=== WHAT YOU WILL DO ===
Show every line of the records below that contains the string "door", copying each such line in full.

=== SUPPLIED ENTRIES ===
<<<<
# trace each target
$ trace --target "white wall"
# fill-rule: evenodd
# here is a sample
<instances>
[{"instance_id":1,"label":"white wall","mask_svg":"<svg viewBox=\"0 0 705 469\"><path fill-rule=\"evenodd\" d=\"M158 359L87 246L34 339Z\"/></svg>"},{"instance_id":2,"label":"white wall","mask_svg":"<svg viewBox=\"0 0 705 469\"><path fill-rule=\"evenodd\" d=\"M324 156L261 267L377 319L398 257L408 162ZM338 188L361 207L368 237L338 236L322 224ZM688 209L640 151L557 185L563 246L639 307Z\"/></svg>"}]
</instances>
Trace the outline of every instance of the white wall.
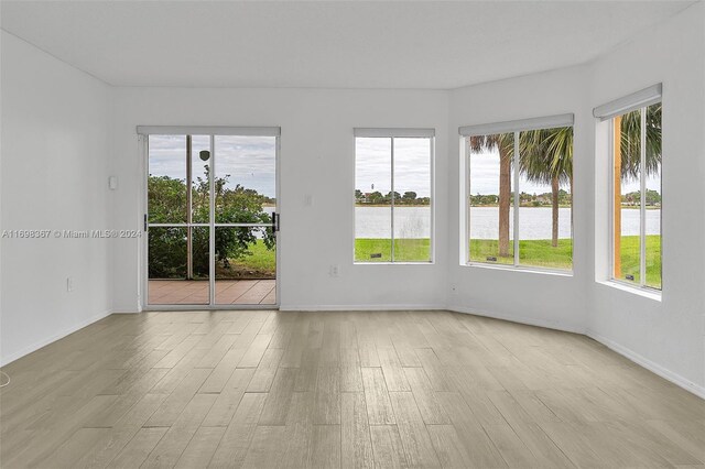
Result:
<instances>
[{"instance_id":1,"label":"white wall","mask_svg":"<svg viewBox=\"0 0 705 469\"><path fill-rule=\"evenodd\" d=\"M590 106L663 83L662 301L588 282L590 335L705 395L705 4L593 65ZM590 130L592 131L592 130ZM596 149L596 279L607 271L606 152ZM593 149L590 149L593 152Z\"/></svg>"},{"instance_id":2,"label":"white wall","mask_svg":"<svg viewBox=\"0 0 705 469\"><path fill-rule=\"evenodd\" d=\"M1 54L2 229L107 228L109 87L4 32ZM109 313L107 240L4 238L1 251L2 363Z\"/></svg>"},{"instance_id":3,"label":"white wall","mask_svg":"<svg viewBox=\"0 0 705 469\"><path fill-rule=\"evenodd\" d=\"M458 265L462 217L451 216L448 283L458 285L451 308L586 332L705 395L704 10L697 3L584 66L452 91L451 141L459 126L575 112L575 248L574 276ZM662 301L607 282L609 160L592 118L593 107L657 83L664 89ZM451 214L459 214L458 173L452 143Z\"/></svg>"},{"instance_id":4,"label":"white wall","mask_svg":"<svg viewBox=\"0 0 705 469\"><path fill-rule=\"evenodd\" d=\"M135 126L280 126L282 309L443 307L447 227L447 92L310 89L116 90L115 228L140 228L144 197ZM355 127L436 129L436 262L354 265ZM305 194L313 206L304 205ZM116 244L115 307L138 308L139 241ZM340 265L338 277L328 275Z\"/></svg>"},{"instance_id":5,"label":"white wall","mask_svg":"<svg viewBox=\"0 0 705 469\"><path fill-rule=\"evenodd\" d=\"M0 221L3 229L140 229L144 167L135 126L280 126L283 309L448 306L582 331L703 393L704 10L702 2L691 7L590 64L453 91L109 88L3 33ZM600 283L607 160L595 156L590 113L659 81L662 302ZM459 265L457 128L564 112L575 113L574 274ZM354 127L436 129L435 264L352 264ZM109 174L120 178L115 193L106 189ZM3 361L111 307L139 309L139 241L110 244L2 240ZM328 275L330 264L340 265L339 277ZM73 294L68 275L76 277Z\"/></svg>"},{"instance_id":6,"label":"white wall","mask_svg":"<svg viewBox=\"0 0 705 469\"><path fill-rule=\"evenodd\" d=\"M449 218L448 282L457 293L445 293L457 310L510 318L565 330L584 330L588 279L588 199L592 188L584 183L592 154L586 151L592 119L587 108L587 68L574 67L485 85L460 88L451 94L448 165L449 211L459 214L460 159L458 127L516 119L575 113L574 275L554 275L507 269L459 265L458 216Z\"/></svg>"}]
</instances>

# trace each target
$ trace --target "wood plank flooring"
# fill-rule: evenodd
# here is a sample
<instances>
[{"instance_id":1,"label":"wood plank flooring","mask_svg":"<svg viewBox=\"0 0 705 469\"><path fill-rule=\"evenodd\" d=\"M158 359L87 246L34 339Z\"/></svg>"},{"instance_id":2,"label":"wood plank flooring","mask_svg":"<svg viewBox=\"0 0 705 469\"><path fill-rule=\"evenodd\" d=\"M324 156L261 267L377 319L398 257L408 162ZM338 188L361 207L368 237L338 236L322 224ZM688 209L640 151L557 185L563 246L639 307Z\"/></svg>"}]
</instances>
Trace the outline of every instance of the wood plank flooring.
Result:
<instances>
[{"instance_id":1,"label":"wood plank flooring","mask_svg":"<svg viewBox=\"0 0 705 469\"><path fill-rule=\"evenodd\" d=\"M112 315L3 371L3 469L705 467L703 400L470 315Z\"/></svg>"}]
</instances>

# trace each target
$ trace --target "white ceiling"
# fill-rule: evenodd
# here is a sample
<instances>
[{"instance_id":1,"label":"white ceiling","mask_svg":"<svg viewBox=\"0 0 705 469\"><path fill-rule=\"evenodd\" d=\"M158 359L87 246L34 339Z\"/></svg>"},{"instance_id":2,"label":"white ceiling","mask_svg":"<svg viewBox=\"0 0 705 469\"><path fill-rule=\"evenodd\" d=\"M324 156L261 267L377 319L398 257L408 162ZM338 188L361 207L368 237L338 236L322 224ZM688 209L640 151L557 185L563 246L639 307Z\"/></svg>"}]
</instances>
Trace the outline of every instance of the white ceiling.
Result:
<instances>
[{"instance_id":1,"label":"white ceiling","mask_svg":"<svg viewBox=\"0 0 705 469\"><path fill-rule=\"evenodd\" d=\"M692 1L8 1L2 29L117 86L455 88L587 62Z\"/></svg>"}]
</instances>

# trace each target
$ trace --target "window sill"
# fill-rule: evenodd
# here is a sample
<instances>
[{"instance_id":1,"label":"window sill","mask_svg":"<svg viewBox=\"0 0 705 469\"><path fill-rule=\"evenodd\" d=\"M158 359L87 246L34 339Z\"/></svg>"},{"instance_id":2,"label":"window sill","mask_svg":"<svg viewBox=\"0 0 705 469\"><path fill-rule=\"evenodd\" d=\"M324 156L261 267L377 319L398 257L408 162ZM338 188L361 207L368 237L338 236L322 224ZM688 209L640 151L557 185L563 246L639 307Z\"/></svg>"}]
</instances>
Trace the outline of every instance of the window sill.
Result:
<instances>
[{"instance_id":1,"label":"window sill","mask_svg":"<svg viewBox=\"0 0 705 469\"><path fill-rule=\"evenodd\" d=\"M606 280L606 281L597 281L597 283L599 285L605 285L608 286L610 288L616 288L616 290L620 290L622 292L627 292L627 293L631 293L632 295L639 295L642 296L647 299L652 299L654 302L662 302L662 292L652 290L652 288L646 288L646 287L641 287L641 286L631 286L631 285L627 285L625 283L621 282L616 282L614 280Z\"/></svg>"},{"instance_id":2,"label":"window sill","mask_svg":"<svg viewBox=\"0 0 705 469\"><path fill-rule=\"evenodd\" d=\"M434 265L433 261L419 262L352 262L352 265Z\"/></svg>"},{"instance_id":3,"label":"window sill","mask_svg":"<svg viewBox=\"0 0 705 469\"><path fill-rule=\"evenodd\" d=\"M527 265L516 266L516 265L502 265L502 264L484 264L480 262L468 262L466 264L460 264L460 265L467 266L467 268L490 269L490 270L507 271L507 272L536 273L536 274L555 275L555 276L573 276L573 271L530 268Z\"/></svg>"}]
</instances>

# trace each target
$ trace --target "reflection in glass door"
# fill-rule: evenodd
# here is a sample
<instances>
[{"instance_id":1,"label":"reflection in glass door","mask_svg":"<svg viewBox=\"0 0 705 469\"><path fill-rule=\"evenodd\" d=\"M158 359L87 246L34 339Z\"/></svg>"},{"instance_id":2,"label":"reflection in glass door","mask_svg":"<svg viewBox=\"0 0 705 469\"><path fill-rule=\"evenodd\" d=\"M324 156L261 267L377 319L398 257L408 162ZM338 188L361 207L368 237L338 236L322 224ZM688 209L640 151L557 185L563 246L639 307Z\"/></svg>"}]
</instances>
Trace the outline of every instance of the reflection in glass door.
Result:
<instances>
[{"instance_id":1,"label":"reflection in glass door","mask_svg":"<svg viewBox=\"0 0 705 469\"><path fill-rule=\"evenodd\" d=\"M276 305L278 131L149 134L148 306Z\"/></svg>"}]
</instances>

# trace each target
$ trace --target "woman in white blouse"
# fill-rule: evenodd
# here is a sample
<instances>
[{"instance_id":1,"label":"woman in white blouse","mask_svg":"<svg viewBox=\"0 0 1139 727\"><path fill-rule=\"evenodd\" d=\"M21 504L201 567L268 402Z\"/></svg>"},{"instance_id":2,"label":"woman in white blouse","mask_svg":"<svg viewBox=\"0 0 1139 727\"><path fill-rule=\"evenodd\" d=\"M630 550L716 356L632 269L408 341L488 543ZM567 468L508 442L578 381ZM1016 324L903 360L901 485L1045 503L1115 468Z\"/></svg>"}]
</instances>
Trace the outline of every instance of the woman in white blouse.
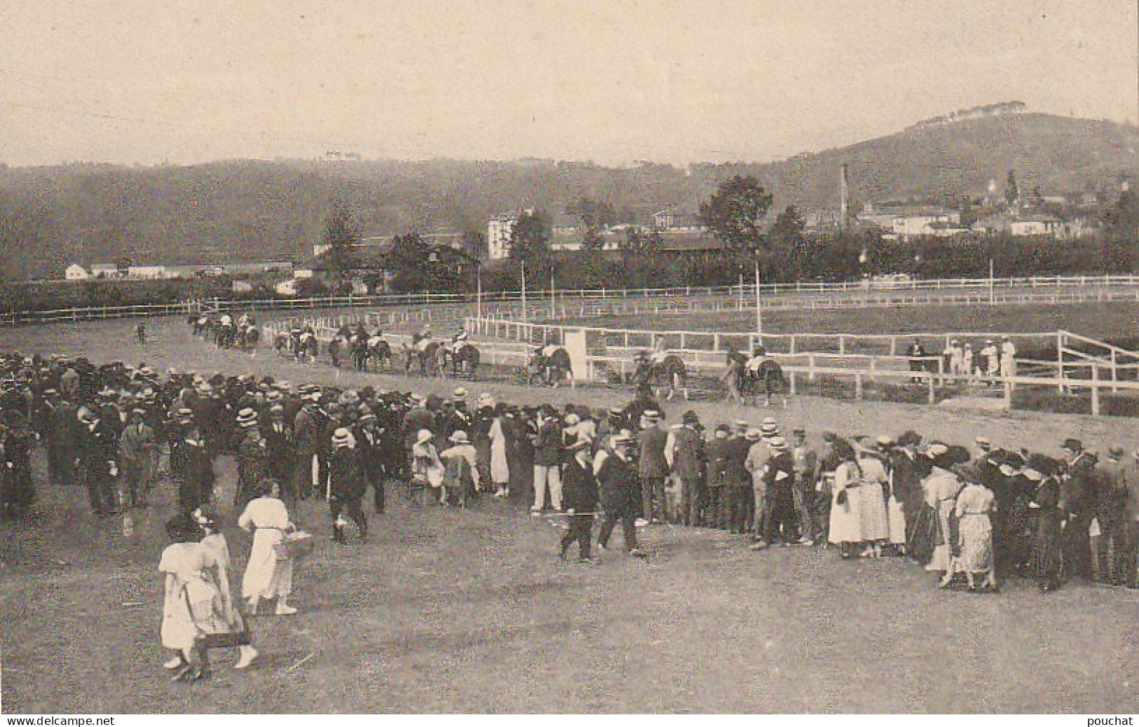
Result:
<instances>
[{"instance_id":1,"label":"woman in white blouse","mask_svg":"<svg viewBox=\"0 0 1139 727\"><path fill-rule=\"evenodd\" d=\"M273 550L285 539L285 534L294 529L280 499L280 485L264 480L261 496L249 501L237 524L253 531L253 550L241 578L241 595L248 604L249 616L255 616L261 601L269 598L277 598L277 616L296 613L288 604L293 592L293 561L279 560Z\"/></svg>"}]
</instances>

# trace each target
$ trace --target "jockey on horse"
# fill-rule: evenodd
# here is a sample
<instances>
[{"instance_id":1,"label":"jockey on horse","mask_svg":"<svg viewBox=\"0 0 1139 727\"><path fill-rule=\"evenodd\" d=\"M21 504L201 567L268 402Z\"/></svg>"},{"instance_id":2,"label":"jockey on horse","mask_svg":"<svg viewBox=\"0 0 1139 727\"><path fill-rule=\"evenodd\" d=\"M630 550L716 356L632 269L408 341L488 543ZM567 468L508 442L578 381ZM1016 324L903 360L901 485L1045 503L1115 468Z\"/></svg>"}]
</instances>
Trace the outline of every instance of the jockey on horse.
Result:
<instances>
[{"instance_id":1,"label":"jockey on horse","mask_svg":"<svg viewBox=\"0 0 1139 727\"><path fill-rule=\"evenodd\" d=\"M749 377L756 379L760 377L760 369L763 366L763 362L767 360L768 360L768 349L764 348L762 345L756 346L755 349L752 352L752 357L748 358L747 363L744 364L744 370L747 371L747 374Z\"/></svg>"},{"instance_id":2,"label":"jockey on horse","mask_svg":"<svg viewBox=\"0 0 1139 727\"><path fill-rule=\"evenodd\" d=\"M427 345L432 339L431 323L424 323L424 327L417 332L411 334L411 347L418 353L427 350Z\"/></svg>"},{"instance_id":3,"label":"jockey on horse","mask_svg":"<svg viewBox=\"0 0 1139 727\"><path fill-rule=\"evenodd\" d=\"M462 350L464 346L469 346L469 345L470 345L470 334L467 333L467 329L460 325L459 330L456 331L454 336L451 337L451 354L452 355L458 354L460 350Z\"/></svg>"}]
</instances>

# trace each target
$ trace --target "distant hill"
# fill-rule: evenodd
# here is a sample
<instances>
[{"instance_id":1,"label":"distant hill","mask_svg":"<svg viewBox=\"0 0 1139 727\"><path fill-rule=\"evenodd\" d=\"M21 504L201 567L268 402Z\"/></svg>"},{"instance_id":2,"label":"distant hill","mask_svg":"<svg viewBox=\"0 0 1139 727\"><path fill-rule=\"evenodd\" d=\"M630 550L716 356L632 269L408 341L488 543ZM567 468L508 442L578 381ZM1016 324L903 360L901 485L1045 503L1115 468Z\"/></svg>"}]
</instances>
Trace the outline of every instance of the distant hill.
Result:
<instances>
[{"instance_id":1,"label":"distant hill","mask_svg":"<svg viewBox=\"0 0 1139 727\"><path fill-rule=\"evenodd\" d=\"M695 207L735 173L787 204L838 205L850 164L855 203L980 193L1016 170L1022 189L1117 189L1139 172L1139 130L1042 114L923 124L776 164L604 167L521 162L219 162L196 166L0 166L0 274L60 276L69 263L227 263L303 258L337 197L366 234L485 230L521 206L560 210L581 196L630 222Z\"/></svg>"},{"instance_id":2,"label":"distant hill","mask_svg":"<svg viewBox=\"0 0 1139 727\"><path fill-rule=\"evenodd\" d=\"M924 124L900 133L800 155L755 173L776 190L776 204L835 207L838 170L850 165L851 199L981 195L990 180L1003 189L1009 170L1021 190L1117 190L1139 173L1139 129L1047 114L1005 114Z\"/></svg>"}]
</instances>

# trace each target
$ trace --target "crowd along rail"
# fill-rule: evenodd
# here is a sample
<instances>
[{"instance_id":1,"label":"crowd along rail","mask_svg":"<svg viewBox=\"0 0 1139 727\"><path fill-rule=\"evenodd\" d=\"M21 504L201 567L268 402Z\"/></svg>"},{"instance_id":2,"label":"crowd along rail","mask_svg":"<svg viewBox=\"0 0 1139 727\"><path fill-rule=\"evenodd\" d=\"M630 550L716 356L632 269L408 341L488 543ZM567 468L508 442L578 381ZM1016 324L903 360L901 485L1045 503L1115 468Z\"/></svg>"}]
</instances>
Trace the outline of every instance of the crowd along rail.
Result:
<instances>
[{"instance_id":1,"label":"crowd along rail","mask_svg":"<svg viewBox=\"0 0 1139 727\"><path fill-rule=\"evenodd\" d=\"M1010 298L1001 296L995 291L1007 291L1008 289L1027 289L1023 296ZM760 286L760 295L802 295L802 294L851 294L851 292L880 292L880 291L948 291L948 290L989 290L993 291L989 299L999 303L1014 300L1060 300L1060 297L1047 294L1036 294L1041 289L1051 289L1056 294L1067 290L1071 299L1089 299L1088 291L1139 289L1139 275L1071 275L1071 276L1031 276L1031 278L959 278L937 280L855 280L855 281L804 281L794 283L765 283ZM1072 291L1083 290L1084 295L1073 295ZM726 297L738 301L755 297L755 286L744 283L741 286L712 286L697 287L683 286L671 288L624 288L624 289L566 289L526 290L525 295L518 290L487 291L481 295L474 292L442 294L394 294L375 296L329 296L312 298L267 298L267 299L212 299L212 300L183 300L164 304L140 304L120 306L77 306L58 309L23 309L0 313L0 325L22 325L55 322L74 322L103 319L163 316L163 315L187 315L200 309L203 305L224 309L241 311L301 311L313 308L337 308L337 307L391 307L391 306L431 306L437 304L465 304L480 306L483 303L516 303L521 304L525 297L530 301L540 303L549 300L551 297L557 301L565 300L628 300L637 298L693 298L693 297ZM1139 291L1137 291L1139 295ZM977 300L984 296L970 295L961 298L961 301ZM1123 296L1126 297L1126 296ZM919 298L913 298L915 300ZM920 298L923 300L931 298ZM952 296L936 296L939 301L952 301ZM754 305L754 303L752 304ZM816 305L828 305L818 301ZM837 305L831 301L829 305Z\"/></svg>"}]
</instances>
>>>>
=== EXPECTED ANSWER ===
$ trace --target "reflection in glass door"
[{"instance_id":1,"label":"reflection in glass door","mask_svg":"<svg viewBox=\"0 0 705 469\"><path fill-rule=\"evenodd\" d=\"M158 359L87 246L34 339Z\"/></svg>"},{"instance_id":2,"label":"reflection in glass door","mask_svg":"<svg viewBox=\"0 0 705 469\"><path fill-rule=\"evenodd\" d=\"M324 156L261 267L377 319L398 257L408 162ZM338 188L361 207L368 237L338 236L322 224ZM688 209L640 151L557 185L563 246L639 307Z\"/></svg>"}]
Trace the outline of every instance of the reflection in glass door.
[{"instance_id":1,"label":"reflection in glass door","mask_svg":"<svg viewBox=\"0 0 705 469\"><path fill-rule=\"evenodd\" d=\"M276 305L278 131L149 134L148 306Z\"/></svg>"}]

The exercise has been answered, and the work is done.